++++ Entries shown ++++

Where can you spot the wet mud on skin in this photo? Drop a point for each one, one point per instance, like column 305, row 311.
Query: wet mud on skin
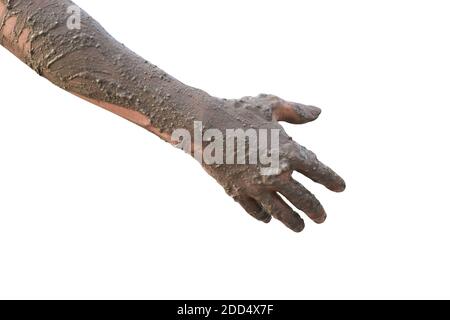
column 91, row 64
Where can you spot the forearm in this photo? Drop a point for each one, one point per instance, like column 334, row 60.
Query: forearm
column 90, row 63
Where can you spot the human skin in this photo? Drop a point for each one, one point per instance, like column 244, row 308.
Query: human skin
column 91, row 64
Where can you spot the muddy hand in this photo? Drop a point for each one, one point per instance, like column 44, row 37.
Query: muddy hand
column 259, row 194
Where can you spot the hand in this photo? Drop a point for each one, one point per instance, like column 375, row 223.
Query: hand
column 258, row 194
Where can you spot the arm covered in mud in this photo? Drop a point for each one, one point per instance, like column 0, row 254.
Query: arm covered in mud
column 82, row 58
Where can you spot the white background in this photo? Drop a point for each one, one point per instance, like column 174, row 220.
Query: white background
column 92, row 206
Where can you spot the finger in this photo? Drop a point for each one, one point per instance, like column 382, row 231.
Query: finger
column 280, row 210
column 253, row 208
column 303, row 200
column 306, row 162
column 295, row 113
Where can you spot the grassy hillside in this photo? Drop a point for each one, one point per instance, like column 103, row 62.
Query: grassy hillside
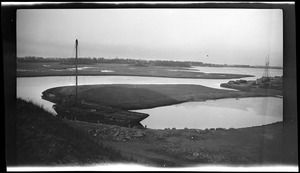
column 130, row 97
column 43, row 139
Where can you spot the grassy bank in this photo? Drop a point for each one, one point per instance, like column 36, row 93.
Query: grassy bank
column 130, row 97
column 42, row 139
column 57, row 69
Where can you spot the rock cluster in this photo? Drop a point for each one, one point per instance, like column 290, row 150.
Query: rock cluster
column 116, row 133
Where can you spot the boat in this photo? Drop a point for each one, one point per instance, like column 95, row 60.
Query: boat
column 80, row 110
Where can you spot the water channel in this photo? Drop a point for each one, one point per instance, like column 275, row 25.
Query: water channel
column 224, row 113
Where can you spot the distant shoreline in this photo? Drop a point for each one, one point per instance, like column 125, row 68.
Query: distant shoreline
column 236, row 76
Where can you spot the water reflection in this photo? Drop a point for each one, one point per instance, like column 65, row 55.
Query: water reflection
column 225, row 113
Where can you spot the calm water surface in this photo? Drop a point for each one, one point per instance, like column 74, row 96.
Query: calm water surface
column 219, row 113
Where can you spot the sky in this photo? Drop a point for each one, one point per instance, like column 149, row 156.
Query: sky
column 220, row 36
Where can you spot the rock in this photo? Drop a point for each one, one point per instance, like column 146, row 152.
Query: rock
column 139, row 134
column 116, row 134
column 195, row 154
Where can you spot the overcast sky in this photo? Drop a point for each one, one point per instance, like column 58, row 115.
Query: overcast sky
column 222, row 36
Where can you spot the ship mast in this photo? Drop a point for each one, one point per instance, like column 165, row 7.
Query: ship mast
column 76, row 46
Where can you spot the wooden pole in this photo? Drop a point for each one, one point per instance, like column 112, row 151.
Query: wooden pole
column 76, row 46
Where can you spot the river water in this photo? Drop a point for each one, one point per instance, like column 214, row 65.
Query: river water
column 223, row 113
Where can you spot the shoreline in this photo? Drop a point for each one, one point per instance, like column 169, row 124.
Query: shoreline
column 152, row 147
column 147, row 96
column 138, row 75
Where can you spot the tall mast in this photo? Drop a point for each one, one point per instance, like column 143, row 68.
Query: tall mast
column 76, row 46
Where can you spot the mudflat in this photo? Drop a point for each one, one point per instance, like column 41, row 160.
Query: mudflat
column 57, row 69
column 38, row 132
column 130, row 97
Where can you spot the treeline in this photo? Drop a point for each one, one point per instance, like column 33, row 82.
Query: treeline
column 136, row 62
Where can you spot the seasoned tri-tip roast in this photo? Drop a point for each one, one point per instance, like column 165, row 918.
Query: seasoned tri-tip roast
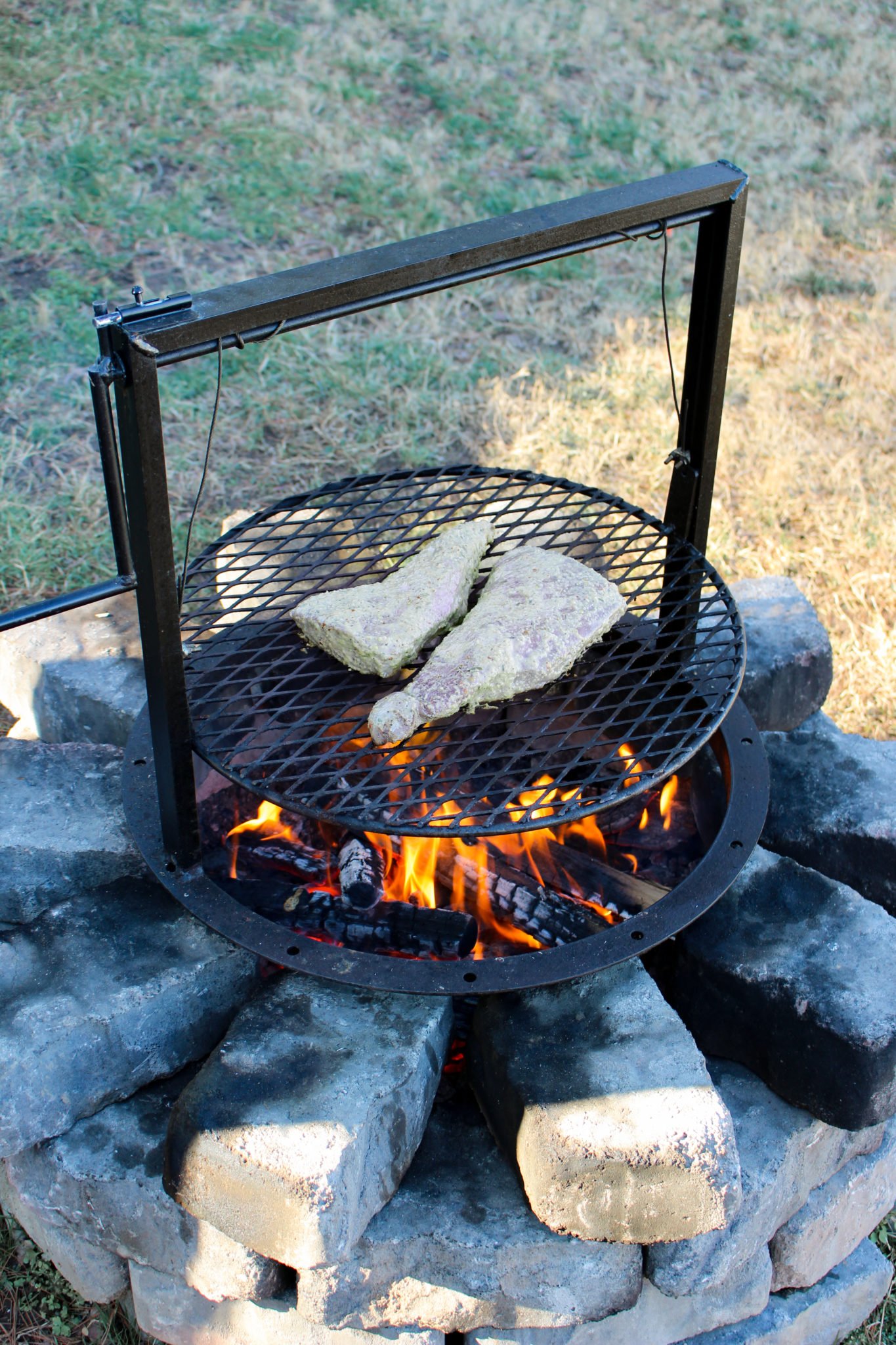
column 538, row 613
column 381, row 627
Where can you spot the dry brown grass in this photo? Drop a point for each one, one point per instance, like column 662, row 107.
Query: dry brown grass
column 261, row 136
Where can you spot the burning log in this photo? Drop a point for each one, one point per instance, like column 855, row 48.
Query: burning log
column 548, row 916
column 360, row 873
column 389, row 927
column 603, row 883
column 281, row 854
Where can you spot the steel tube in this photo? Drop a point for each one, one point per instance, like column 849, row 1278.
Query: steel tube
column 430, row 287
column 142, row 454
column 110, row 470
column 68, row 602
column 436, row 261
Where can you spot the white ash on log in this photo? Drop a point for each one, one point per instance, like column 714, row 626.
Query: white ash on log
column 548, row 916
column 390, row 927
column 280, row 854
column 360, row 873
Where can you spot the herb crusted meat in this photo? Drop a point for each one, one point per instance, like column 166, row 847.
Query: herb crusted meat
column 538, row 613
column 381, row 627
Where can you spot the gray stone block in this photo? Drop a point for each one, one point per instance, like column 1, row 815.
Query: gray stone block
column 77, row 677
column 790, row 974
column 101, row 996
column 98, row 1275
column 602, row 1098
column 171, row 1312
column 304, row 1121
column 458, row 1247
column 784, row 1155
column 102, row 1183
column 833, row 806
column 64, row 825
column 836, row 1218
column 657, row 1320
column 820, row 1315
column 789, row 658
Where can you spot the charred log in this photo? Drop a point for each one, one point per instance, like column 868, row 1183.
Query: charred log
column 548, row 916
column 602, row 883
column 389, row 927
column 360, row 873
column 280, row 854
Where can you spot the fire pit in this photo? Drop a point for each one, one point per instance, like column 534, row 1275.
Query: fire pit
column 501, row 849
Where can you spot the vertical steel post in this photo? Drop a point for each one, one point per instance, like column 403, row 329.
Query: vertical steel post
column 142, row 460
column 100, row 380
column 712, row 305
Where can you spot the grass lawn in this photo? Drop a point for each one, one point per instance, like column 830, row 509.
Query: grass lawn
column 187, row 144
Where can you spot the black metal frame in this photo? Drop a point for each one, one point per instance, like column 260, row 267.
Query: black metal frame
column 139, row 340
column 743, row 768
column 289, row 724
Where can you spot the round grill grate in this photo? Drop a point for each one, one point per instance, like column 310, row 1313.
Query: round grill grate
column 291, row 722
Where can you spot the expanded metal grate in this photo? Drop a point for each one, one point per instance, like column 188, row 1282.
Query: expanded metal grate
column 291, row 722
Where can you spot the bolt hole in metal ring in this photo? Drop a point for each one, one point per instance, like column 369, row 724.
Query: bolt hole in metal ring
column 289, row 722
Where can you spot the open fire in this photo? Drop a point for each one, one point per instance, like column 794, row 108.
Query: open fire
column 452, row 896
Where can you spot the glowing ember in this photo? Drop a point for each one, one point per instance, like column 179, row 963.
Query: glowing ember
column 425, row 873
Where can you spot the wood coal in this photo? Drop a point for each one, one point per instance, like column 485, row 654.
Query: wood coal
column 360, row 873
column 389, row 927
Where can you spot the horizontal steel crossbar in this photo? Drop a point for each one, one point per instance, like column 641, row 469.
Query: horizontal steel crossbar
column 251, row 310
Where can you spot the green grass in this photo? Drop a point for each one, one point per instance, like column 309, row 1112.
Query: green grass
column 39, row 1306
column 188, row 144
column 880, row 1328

++++

**Goal**
Put every line of the records above into a numbered list, skipping blank lines. Leave the pictures out of the list.

**Answer**
1. Where can you spot the wet mud on skin in this photo? Drop a point for each one, one point per instance, like column 305, row 311.
2. Query: wet mud on skin
3. column 91, row 64
4. Where can you spot the forearm in this photo? Drop a point for each one, one point per instance, like column 334, row 60.
5. Query: forearm
6. column 90, row 63
7. Where can you spot the human skin in this photo? Drop a point for each one, one point per instance, like column 244, row 308.
8. Query: human skin
9. column 91, row 64
10. Where can you spot the muddy hand in this photo? Drop a point for each one, one point per instance, like column 44, row 37.
11. Query: muddy hand
12. column 259, row 194
13. Where can you spot the hand in this photo? Drop a point for each one, one point per instance, like column 375, row 223.
14. Query: hand
15. column 258, row 194
16. Where can you spot the arm covered in mud in this photo? Drop a point for each one, one point per instance, like column 0, row 254.
17. Query: arm covered in mud
18. column 82, row 58
19. Where can you spot the white background in this photo? Drop a point for each one, one point per instance, like column 174, row 220.
20. Query: white background
21. column 92, row 206
22. Where can you spot the finger in this photo? Drop a point for each one, one point per instance, like column 382, row 231.
23. Query: finger
24. column 280, row 210
25. column 253, row 208
26. column 303, row 200
27. column 306, row 162
28. column 295, row 113
29. Where can you spot the grassy hillside in this photo? Drop a point for each one, one point per instance, like column 103, row 62.
30. Query: grassy hillside
31. column 130, row 97
32. column 43, row 139
33. Where can you spot the grassy bank in this photo? Drop a point for each one, one point per instance, like column 36, row 93.
34. Query: grassy bank
35. column 130, row 97
36. column 42, row 139
37. column 57, row 69
38. Where can you spot the rock cluster in this photo? Drop a point for each one, one point per instance, like column 290, row 150.
39. Query: rock cluster
40. column 116, row 133
41. Where can you spot the boat in this photo? Drop a point for each one, one point per instance, like column 95, row 60.
42. Query: boat
43. column 80, row 110
44. Where can you spot the water channel in this photo? Drop a point for each one, one point per instance, like column 275, row 25.
45. Query: water channel
46. column 224, row 113
47. Where can you spot the distant shoreline in this photo? Drop a point for each one, one point per instance, like column 125, row 68.
48. Query: distant shoreline
49. column 236, row 76
50. Where can you spot the water reflection in this photo? Drop a point for each one, one point per instance, like column 65, row 55.
51. Query: water reflection
52. column 225, row 113
53. Where can you spot the calm water surface in this photo? Drop a point for each one, one point per instance, like column 74, row 96.
54. Query: calm water surface
55. column 219, row 113
56. Where can you spot the sky in this photo? Drop a point for each one, one point per instance, like column 149, row 156.
57. Query: sky
58. column 220, row 36
59. Where can you spot the rock in this photo? Drop a point for each one, one point per instance, like column 146, row 152.
60. Query: rock
61. column 139, row 134
62. column 116, row 134
63. column 195, row 154
64. Where can you spot the overcast sky in this photo? Drop a point for each one, one point per instance, like column 58, row 115.
65. Query: overcast sky
66. column 222, row 36
67. Where can you spot the ship mast in this photo? Drop a point for each one, one point per instance, like column 165, row 7.
68. Query: ship mast
69. column 76, row 46
70. Where can you spot the wooden pole in this photo? Drop a point for each one, one point per instance, like column 112, row 151.
71. Query: wooden pole
72. column 76, row 46
73. Where can you spot the river water in this photo? Drop a point for each one, one point per instance, like column 214, row 65.
74. Query: river water
75. column 223, row 113
76. Where can you spot the shoreline in this photo? Drop a point for each one, one point per instance, like column 169, row 124.
77. Query: shoreline
78. column 152, row 147
79. column 147, row 96
80. column 138, row 75
81. Where can you spot the tall mast in this photo? Drop a point for each one, one point per instance, like column 143, row 68.
82. Query: tall mast
83. column 76, row 46
84. Where can you spot the mudflat in this photo? Drop a point for each one, one point per instance, like column 41, row 160.
85. Query: mudflat
86. column 57, row 69
87. column 38, row 132
88. column 130, row 97
89. Where can you spot the treeline in this photo? Drop a point for each one, one point per instance, like column 33, row 82.
90. Query: treeline
91. column 136, row 62
92. Where can you spot the seasoned tri-tip roast in this photo? Drop a point for each one, one point per instance, like column 165, row 918.
93. Query: seasoned tri-tip roast
94. column 538, row 613
95. column 381, row 627
96. Where can you spot the dry brown grass in this photo? Drop a point for each one, one point per instance, like column 662, row 107.
97. Query: dry brown grass
98. column 261, row 136
99. Where can you spot the burning log in this photo? Drop a point for each one, one point per instance, like column 855, row 48.
100. Query: burning log
101. column 548, row 916
102. column 360, row 873
103. column 389, row 927
104. column 603, row 883
105. column 281, row 854
106. Where can you spot the steel tube in this photo? Drop a point for each one, one point per instance, like column 849, row 1278.
107. Query: steel tube
108. column 430, row 287
109. column 142, row 454
110. column 110, row 470
111. column 68, row 602
112. column 436, row 261
113. Where can you spot the white ash on log in this photo? Drop a point for each one, one point per instance, like column 714, row 626.
114. Query: white ash on log
115. column 548, row 916
116. column 390, row 927
117. column 280, row 854
118. column 360, row 873
119. Where can you spot the herb crusted meat in this photo? Drop a point for each one, one point per instance, like column 166, row 847.
120. Query: herb crusted meat
121. column 538, row 613
122. column 381, row 627
123. Where can you spot the gray stone block in this photo? Drop a point for each one, one point per instance, like column 1, row 815.
124. Query: gray stone block
125. column 77, row 677
126. column 790, row 974
127. column 101, row 996
128. column 98, row 1275
129. column 602, row 1098
130. column 171, row 1312
131. column 304, row 1121
132. column 458, row 1247
133. column 784, row 1155
134. column 102, row 1183
135. column 833, row 806
136. column 64, row 825
137. column 836, row 1218
138. column 657, row 1320
139. column 820, row 1315
140. column 789, row 658
141. Where can you spot the charred log in this photo? Drop a point for each one, one point per instance, like column 868, row 1183.
142. Query: charred log
143. column 548, row 916
144. column 602, row 883
145. column 389, row 927
146. column 360, row 873
147. column 280, row 854
148. Where can you spot the fire pit in this photo? Drop a point for each one, one point per instance, like column 534, row 1275.
149. Query: fire pit
150. column 501, row 849
151. Where can you spot the vertical steel post in this photo? Drop a point for each one, one point per instance, like column 403, row 329.
152. Query: vertical steel post
153. column 142, row 460
154. column 100, row 380
155. column 712, row 305
156. Where can you spot the grass lawn in this photo? Drop a point for each one, one point per instance, like column 830, row 509.
157. Query: grass lawn
158. column 187, row 144
159. Where can you spot the black metal frame in this photo? Drop a point for each one, one point per instance, like column 260, row 267.
160. Query: black metal frame
161. column 139, row 340
162. column 743, row 768
163. column 289, row 724
164. Where can you spot the round grill grate in this photo? Drop a point for each one, one point per instance, like column 310, row 1313.
165. Query: round grill grate
166. column 291, row 722
167. Where can you spot the expanded metal grate in this photo? Drop a point for each one, one point per instance, like column 188, row 1282.
168. Query: expanded metal grate
169. column 291, row 722
170. Where can you spot the bolt hole in metal ring in this photo? Drop a point for each one, one point per instance, like column 369, row 724.
171. Query: bolt hole in metal ring
172. column 289, row 722
173. Where can you spot the open fire in this photo? Drop a point for each one, one point per instance, like column 794, row 108.
174. Query: open fire
175. column 452, row 896
176. Where can you spot the glowing ember in this photo? Drop a point for each one, one point per instance, like column 179, row 963.
177. Query: glowing ember
178. column 425, row 873
179. Where can you spot the wood coal in this photo? Drop a point for each one, one point per instance, like column 485, row 654.
180. Query: wood coal
181. column 360, row 873
182. column 389, row 927
183. Where can you spot the horizontal steel crossbar in this photo? Drop a point for each one, one point per instance, like column 641, row 469.
184. Query: horizontal steel crossbar
185. column 251, row 310
186. Where can you spot the green grass in this photo? Drop a point for each one, one point per instance, like column 309, row 1112.
187. Query: green grass
188. column 39, row 1306
189. column 188, row 144
190. column 880, row 1328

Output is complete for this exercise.